» Task details
How many lines of the records contain the string "person"? Case counts; reply with the number only.

(Region outline records)
--- begin ---
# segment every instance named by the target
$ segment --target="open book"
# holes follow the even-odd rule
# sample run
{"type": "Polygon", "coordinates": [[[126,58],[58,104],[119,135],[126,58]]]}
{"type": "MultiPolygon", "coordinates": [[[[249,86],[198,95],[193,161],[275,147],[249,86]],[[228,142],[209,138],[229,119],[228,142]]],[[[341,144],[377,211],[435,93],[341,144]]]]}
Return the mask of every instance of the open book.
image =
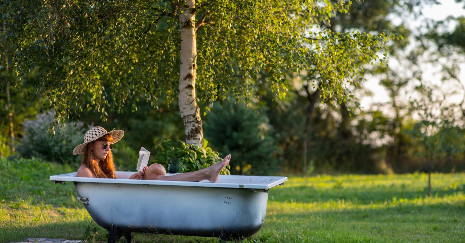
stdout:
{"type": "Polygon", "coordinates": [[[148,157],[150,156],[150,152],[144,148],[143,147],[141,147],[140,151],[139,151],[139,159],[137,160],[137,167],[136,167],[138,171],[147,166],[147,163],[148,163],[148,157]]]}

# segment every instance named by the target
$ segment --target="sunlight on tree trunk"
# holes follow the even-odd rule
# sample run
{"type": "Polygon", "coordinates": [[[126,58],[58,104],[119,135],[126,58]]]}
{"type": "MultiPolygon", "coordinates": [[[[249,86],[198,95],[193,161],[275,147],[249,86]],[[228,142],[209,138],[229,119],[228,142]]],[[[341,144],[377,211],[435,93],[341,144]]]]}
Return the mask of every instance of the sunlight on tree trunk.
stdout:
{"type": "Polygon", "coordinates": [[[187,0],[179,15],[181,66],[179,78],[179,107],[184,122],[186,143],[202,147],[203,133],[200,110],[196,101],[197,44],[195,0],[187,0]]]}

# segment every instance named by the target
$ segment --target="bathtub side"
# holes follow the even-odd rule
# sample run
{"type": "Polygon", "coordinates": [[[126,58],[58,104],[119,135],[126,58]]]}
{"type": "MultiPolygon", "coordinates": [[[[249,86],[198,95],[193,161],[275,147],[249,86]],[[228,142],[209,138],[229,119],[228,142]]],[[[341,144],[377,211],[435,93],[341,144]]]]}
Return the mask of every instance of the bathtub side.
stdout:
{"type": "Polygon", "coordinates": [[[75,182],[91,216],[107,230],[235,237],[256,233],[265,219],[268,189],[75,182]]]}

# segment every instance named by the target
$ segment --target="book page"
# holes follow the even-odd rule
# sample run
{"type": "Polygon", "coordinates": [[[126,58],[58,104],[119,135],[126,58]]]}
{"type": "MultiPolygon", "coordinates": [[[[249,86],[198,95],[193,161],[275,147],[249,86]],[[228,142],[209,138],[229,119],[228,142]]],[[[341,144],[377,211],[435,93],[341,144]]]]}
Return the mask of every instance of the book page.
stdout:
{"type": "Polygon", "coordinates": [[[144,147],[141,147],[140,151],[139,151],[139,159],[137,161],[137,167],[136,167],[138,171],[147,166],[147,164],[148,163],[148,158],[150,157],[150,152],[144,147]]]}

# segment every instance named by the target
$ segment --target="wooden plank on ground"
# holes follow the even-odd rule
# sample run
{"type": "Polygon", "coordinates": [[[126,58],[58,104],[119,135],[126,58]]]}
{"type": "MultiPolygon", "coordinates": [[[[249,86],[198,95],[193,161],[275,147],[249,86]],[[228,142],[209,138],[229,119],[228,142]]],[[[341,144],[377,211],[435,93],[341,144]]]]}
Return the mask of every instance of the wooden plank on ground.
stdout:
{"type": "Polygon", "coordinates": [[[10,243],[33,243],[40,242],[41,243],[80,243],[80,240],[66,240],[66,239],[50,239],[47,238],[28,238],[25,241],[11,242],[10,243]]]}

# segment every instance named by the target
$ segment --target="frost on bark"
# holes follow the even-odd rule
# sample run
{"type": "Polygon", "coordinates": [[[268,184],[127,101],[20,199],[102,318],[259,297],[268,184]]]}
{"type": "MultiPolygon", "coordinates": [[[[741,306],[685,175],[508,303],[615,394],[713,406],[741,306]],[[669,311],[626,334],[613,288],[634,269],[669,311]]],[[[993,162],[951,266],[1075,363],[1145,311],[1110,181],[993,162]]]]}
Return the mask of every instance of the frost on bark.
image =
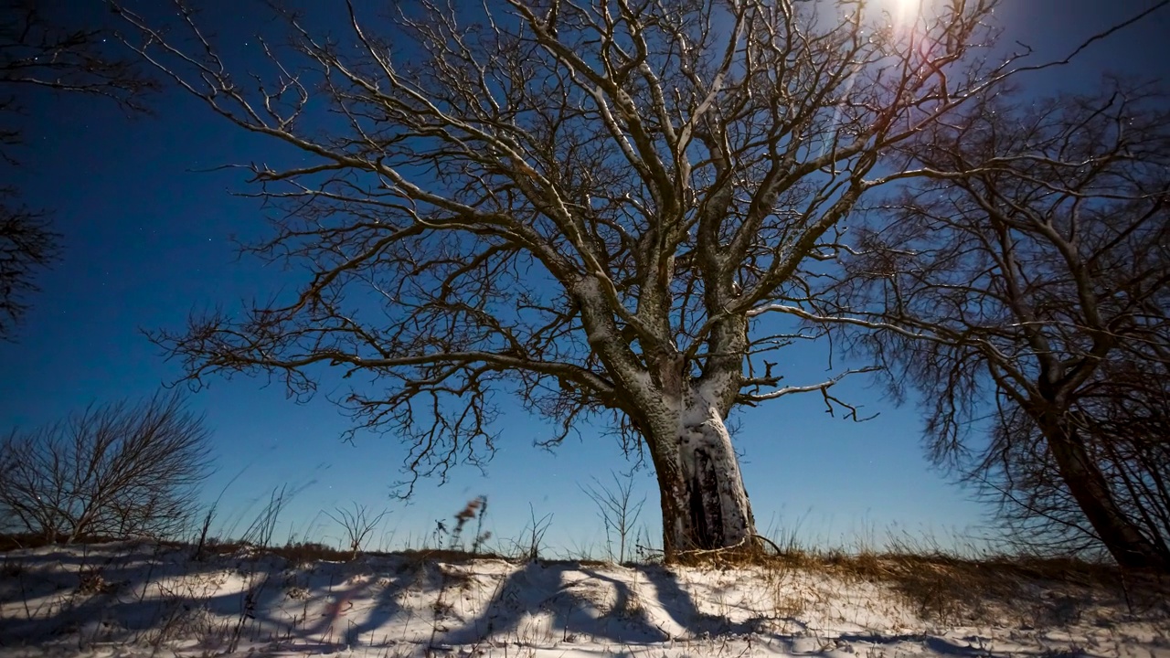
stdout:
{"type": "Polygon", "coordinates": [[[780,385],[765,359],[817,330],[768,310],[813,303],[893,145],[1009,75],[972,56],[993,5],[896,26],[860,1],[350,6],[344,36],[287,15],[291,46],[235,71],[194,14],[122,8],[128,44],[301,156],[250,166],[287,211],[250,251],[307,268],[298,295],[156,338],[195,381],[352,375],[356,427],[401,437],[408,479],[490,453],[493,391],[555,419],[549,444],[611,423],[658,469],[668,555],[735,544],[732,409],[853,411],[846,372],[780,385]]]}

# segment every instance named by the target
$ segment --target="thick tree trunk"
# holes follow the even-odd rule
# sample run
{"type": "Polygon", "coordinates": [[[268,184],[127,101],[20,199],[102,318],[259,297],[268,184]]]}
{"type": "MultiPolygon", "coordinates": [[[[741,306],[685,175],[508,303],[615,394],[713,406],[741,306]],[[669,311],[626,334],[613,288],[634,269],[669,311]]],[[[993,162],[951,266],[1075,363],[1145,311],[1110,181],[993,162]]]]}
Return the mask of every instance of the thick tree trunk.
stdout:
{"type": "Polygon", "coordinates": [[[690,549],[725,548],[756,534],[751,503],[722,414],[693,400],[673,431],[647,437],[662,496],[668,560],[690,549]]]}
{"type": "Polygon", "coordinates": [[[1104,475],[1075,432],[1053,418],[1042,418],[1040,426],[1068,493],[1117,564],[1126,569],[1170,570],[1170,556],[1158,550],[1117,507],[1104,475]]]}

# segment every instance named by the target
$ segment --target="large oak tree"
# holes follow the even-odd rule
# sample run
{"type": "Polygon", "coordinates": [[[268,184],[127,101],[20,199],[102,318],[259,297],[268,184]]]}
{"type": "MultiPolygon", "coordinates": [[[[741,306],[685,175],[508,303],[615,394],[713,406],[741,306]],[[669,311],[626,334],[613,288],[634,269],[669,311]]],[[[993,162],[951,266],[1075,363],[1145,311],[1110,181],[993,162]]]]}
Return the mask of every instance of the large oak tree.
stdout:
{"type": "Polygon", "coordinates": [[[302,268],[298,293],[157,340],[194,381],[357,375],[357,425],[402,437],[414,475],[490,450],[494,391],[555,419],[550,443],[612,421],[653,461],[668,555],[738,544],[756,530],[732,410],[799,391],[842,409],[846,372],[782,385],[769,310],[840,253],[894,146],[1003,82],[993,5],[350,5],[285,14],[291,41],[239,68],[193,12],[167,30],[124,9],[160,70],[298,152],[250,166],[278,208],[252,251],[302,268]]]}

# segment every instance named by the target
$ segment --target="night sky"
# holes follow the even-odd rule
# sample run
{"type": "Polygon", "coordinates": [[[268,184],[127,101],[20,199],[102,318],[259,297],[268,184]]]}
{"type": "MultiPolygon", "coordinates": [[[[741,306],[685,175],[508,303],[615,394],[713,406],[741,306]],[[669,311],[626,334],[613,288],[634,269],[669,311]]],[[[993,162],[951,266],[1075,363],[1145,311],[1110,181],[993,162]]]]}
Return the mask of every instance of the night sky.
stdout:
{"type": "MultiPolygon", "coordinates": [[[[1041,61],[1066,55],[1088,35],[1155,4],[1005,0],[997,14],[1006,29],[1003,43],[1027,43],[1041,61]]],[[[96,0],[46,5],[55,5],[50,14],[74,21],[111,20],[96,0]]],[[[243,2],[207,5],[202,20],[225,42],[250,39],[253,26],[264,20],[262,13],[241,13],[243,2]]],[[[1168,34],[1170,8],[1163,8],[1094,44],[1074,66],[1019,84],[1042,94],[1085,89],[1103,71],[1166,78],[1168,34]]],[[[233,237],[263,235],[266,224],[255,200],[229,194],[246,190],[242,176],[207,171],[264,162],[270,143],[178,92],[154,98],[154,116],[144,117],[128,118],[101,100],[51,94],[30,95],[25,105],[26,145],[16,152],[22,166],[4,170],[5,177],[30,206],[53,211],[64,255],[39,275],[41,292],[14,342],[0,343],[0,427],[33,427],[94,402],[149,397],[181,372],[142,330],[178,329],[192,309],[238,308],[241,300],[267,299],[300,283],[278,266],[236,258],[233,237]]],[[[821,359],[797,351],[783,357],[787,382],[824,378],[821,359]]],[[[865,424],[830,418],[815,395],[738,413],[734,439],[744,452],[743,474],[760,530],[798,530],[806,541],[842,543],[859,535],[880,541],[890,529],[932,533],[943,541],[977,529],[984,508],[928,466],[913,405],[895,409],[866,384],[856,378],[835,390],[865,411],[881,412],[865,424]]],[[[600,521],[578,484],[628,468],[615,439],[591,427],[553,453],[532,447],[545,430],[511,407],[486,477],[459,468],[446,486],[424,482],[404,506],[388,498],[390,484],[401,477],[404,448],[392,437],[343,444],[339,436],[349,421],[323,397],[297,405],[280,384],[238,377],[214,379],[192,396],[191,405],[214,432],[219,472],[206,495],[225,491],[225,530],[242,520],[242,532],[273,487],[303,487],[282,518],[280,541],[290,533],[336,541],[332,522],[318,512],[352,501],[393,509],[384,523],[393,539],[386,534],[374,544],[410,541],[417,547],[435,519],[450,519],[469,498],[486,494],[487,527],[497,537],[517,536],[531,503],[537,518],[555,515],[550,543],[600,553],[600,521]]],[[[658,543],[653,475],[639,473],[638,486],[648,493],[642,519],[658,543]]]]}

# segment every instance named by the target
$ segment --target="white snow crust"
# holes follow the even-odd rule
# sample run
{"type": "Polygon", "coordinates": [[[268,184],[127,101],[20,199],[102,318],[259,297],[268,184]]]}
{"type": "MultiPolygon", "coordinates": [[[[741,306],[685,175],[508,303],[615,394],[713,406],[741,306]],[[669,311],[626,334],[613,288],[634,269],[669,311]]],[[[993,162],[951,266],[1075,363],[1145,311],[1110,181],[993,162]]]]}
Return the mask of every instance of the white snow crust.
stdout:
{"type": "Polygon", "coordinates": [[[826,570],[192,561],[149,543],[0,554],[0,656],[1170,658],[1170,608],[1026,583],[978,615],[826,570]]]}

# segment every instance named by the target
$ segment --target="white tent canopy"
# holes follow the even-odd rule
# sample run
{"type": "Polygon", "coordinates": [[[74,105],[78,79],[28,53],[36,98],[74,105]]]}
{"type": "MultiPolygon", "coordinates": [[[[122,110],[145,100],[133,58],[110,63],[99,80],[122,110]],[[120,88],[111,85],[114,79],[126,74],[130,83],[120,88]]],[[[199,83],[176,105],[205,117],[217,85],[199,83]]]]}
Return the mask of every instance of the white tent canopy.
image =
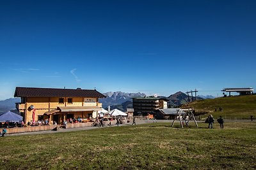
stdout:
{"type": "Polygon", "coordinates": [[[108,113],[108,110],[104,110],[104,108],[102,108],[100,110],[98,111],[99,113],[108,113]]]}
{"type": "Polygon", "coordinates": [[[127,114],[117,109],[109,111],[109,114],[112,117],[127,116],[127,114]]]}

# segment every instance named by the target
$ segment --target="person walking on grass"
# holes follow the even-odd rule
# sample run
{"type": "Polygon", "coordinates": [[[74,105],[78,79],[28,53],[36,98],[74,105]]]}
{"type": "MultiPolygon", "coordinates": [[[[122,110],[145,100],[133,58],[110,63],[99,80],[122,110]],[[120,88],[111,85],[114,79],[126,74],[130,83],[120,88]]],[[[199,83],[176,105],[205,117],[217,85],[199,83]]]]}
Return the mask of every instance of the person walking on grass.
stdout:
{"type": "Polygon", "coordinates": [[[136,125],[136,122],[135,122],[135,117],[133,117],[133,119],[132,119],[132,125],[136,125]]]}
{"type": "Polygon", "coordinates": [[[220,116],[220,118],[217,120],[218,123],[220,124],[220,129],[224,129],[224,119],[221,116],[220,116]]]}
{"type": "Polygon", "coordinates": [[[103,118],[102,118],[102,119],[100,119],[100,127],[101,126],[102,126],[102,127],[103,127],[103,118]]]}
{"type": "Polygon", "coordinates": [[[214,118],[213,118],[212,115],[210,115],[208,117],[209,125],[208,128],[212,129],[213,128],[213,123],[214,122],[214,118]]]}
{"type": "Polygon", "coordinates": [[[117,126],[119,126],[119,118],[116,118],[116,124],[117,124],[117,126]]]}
--- end ---
» Task solution
2